In the entries below, filter for the word "windmill" and copy every matching line.
── Extracted data ──
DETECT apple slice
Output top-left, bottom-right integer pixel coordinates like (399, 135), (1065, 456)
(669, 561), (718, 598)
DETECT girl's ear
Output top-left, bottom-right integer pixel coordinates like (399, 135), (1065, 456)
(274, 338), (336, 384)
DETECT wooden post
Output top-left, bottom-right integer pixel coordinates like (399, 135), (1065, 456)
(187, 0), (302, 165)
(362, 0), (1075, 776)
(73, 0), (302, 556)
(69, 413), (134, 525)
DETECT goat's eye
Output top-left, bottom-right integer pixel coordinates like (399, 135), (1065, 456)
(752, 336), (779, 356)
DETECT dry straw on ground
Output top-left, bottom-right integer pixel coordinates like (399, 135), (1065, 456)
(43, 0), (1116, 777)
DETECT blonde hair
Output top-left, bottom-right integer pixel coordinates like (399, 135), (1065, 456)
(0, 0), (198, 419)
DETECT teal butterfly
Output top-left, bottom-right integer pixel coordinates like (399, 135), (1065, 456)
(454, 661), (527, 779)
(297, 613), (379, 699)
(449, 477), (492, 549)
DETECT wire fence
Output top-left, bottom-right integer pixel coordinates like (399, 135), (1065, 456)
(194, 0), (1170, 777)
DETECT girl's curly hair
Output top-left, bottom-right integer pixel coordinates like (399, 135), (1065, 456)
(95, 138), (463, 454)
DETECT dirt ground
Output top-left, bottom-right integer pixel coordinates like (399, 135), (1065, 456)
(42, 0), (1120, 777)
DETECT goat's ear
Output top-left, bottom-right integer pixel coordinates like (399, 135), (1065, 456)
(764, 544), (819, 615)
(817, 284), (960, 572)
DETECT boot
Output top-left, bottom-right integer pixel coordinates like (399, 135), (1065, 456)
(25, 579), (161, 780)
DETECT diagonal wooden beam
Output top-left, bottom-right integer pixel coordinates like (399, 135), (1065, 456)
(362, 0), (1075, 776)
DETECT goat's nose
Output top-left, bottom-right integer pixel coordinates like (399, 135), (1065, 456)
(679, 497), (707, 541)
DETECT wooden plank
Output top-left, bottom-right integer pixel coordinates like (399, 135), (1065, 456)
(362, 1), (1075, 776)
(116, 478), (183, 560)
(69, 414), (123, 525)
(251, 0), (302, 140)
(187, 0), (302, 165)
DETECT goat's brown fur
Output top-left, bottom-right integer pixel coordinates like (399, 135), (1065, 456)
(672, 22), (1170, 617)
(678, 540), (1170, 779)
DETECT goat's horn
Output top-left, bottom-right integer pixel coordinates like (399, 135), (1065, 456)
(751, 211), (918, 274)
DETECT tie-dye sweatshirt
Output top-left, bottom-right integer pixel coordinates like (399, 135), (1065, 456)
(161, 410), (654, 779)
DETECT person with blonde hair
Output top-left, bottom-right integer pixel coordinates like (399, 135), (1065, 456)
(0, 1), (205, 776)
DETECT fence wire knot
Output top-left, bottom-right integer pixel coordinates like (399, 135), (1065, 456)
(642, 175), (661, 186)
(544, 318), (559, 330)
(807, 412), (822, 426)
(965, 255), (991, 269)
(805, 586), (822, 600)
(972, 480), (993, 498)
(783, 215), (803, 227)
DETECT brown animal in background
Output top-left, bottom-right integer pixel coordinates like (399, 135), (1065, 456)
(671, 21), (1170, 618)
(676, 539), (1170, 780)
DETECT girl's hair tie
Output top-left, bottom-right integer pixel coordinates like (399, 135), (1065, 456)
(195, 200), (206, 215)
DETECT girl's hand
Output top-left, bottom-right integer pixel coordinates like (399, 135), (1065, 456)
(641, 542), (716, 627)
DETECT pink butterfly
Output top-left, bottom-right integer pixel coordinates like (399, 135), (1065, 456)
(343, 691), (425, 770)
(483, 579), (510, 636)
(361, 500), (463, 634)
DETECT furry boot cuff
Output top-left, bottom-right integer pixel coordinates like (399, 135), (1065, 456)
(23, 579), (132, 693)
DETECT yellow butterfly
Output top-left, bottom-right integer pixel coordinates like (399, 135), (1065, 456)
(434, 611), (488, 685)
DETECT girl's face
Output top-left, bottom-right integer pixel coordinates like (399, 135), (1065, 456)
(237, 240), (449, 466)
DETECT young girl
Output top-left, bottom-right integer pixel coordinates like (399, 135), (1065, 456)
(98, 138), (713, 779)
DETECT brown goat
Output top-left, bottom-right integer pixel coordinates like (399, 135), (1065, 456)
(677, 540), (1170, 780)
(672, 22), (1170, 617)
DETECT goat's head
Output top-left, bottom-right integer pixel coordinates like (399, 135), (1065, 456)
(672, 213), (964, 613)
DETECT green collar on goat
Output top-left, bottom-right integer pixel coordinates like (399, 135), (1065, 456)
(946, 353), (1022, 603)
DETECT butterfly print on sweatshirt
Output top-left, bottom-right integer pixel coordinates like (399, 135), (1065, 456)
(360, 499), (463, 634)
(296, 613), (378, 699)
───
── Extracted data ──
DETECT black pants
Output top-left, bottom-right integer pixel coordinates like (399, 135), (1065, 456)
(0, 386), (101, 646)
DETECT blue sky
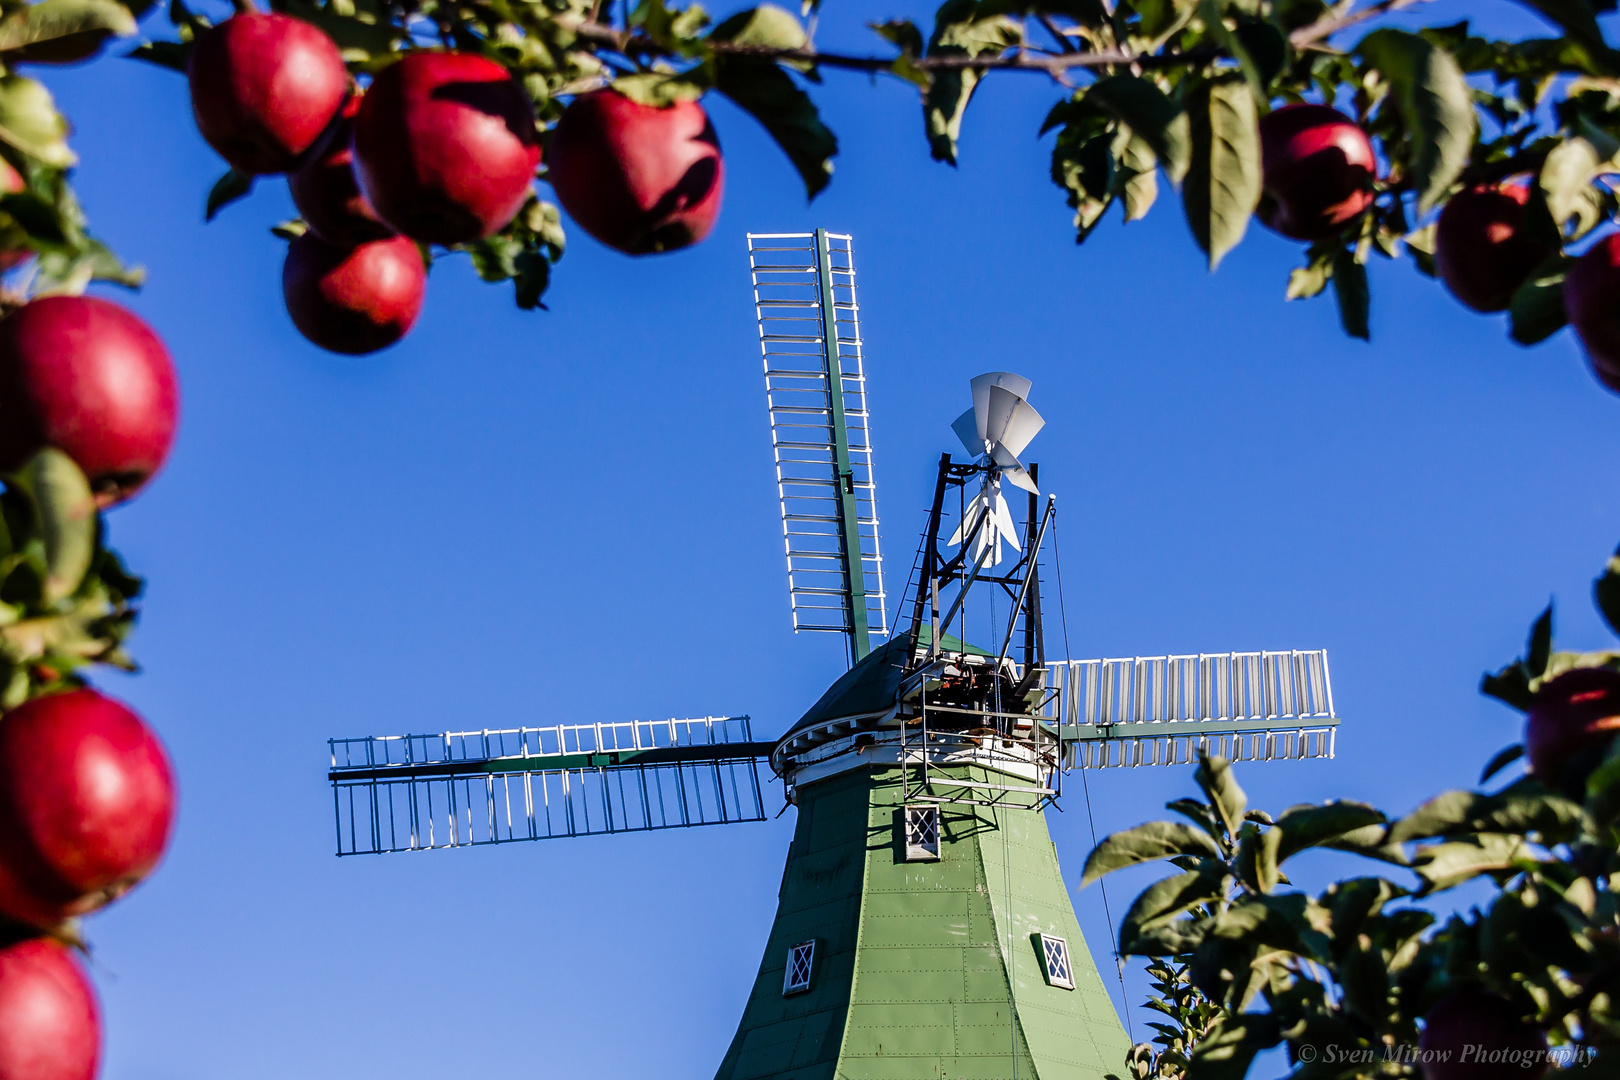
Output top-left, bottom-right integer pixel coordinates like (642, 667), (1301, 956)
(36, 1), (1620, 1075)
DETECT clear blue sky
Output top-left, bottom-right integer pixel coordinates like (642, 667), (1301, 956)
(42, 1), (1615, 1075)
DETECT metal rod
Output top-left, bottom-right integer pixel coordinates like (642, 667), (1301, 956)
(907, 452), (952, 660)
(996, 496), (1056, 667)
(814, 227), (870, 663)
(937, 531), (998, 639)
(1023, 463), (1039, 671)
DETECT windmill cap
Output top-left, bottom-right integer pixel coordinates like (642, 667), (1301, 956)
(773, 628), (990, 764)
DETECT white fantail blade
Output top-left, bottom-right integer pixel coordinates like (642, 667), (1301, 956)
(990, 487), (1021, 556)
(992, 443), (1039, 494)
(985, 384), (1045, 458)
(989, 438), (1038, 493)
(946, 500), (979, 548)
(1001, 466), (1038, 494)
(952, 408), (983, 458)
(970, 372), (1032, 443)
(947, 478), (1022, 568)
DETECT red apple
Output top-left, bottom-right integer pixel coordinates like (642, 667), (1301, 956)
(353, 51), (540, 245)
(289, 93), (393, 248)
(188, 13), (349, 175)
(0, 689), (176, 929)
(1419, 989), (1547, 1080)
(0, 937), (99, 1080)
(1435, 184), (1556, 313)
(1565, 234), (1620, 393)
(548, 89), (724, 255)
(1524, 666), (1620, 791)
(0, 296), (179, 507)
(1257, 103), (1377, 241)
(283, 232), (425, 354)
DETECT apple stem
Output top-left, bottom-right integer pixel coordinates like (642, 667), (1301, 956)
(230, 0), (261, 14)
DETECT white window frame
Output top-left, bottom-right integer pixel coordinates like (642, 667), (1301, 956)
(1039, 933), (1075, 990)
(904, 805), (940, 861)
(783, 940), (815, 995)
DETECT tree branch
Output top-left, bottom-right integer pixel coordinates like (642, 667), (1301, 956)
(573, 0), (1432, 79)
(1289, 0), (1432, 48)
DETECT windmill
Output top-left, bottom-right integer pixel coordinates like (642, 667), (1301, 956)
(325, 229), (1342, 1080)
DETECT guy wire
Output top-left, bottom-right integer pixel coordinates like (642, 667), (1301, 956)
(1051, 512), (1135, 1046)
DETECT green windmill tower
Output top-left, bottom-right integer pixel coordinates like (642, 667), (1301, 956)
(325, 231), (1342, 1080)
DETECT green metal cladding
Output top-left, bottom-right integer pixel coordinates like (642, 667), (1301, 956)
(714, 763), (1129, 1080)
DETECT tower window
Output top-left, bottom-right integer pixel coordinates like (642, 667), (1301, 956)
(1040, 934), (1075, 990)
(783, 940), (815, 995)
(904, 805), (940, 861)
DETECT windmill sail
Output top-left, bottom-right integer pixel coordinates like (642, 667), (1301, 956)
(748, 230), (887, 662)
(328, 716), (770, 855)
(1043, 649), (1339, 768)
───
» **Response for this exercise**
DETECT windmill cap
DETECT windmill
DETECT green windmill tower
DETECT windmill sail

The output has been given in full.